Go through the data below and copy each line where the word "mountain" occurs.

==== Entries shown

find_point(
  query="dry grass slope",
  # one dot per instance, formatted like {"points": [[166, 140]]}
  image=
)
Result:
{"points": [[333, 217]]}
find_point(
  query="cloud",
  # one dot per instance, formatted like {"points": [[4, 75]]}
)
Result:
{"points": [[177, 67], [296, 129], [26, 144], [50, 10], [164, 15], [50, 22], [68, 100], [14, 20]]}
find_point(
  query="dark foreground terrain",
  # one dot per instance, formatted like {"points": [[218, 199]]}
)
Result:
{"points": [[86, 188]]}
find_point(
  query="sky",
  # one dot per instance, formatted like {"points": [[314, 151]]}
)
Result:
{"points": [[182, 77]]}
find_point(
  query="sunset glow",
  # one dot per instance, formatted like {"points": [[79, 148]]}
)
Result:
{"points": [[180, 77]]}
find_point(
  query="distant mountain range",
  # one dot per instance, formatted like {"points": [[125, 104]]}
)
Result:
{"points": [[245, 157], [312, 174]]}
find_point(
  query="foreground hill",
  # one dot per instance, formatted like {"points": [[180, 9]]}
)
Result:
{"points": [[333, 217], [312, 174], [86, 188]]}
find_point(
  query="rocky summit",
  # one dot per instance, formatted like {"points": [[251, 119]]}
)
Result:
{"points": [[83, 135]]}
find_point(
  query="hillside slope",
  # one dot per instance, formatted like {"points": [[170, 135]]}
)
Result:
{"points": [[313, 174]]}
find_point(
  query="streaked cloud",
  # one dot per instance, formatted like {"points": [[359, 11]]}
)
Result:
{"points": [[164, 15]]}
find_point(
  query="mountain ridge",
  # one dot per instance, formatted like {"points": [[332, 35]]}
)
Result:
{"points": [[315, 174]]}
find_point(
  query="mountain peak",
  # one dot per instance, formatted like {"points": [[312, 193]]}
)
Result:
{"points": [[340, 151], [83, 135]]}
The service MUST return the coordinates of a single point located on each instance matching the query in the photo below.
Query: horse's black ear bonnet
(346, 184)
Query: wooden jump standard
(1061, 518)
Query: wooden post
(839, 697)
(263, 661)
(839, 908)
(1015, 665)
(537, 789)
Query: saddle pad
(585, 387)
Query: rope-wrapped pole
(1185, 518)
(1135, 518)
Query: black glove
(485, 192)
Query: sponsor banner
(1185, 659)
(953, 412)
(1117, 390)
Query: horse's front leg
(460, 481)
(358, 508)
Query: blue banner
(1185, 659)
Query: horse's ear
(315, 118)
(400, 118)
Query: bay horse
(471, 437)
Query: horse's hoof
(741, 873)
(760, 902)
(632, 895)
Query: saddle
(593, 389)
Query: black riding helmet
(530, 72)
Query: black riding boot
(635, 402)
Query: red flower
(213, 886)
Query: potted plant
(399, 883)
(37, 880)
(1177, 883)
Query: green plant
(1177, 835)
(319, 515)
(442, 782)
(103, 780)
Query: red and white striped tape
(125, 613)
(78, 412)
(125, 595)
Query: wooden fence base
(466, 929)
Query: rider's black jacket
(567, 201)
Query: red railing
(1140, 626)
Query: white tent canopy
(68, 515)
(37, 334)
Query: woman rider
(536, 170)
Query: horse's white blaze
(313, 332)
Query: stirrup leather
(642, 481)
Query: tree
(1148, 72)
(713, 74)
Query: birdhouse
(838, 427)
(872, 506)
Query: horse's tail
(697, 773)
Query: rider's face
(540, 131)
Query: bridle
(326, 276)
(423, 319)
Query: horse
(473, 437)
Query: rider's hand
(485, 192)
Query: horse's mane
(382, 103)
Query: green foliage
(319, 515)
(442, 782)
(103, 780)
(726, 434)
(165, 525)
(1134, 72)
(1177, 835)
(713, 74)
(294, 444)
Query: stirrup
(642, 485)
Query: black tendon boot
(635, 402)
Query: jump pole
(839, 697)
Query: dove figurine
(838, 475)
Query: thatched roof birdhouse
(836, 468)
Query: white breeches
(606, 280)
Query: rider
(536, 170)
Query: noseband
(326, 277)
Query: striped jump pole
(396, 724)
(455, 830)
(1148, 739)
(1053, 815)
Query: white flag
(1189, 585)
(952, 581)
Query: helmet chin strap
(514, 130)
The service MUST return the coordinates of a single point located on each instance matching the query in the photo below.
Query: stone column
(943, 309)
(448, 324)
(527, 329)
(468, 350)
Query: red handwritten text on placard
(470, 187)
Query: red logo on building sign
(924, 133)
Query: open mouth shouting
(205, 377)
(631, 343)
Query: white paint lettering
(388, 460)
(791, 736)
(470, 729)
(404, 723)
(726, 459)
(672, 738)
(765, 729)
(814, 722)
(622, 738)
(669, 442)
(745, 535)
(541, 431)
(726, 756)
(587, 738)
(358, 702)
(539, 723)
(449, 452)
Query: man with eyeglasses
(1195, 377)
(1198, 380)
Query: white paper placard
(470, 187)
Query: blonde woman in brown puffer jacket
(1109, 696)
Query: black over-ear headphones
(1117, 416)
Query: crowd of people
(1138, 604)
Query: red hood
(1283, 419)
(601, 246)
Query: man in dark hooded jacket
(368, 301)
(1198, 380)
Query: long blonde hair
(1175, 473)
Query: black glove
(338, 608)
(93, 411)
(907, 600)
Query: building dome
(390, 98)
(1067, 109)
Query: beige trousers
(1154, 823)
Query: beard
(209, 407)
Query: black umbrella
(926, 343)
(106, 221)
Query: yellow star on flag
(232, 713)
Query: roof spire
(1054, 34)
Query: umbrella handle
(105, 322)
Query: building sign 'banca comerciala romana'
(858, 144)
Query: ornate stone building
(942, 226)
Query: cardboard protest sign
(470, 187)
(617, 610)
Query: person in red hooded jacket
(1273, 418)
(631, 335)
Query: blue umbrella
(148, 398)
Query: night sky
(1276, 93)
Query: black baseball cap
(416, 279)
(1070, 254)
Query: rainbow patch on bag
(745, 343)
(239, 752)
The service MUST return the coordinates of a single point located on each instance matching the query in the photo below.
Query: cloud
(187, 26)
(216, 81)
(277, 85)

========

Written solution:
  query="distant mountain range",
  query="mountain ridge",
  query="mountain peak",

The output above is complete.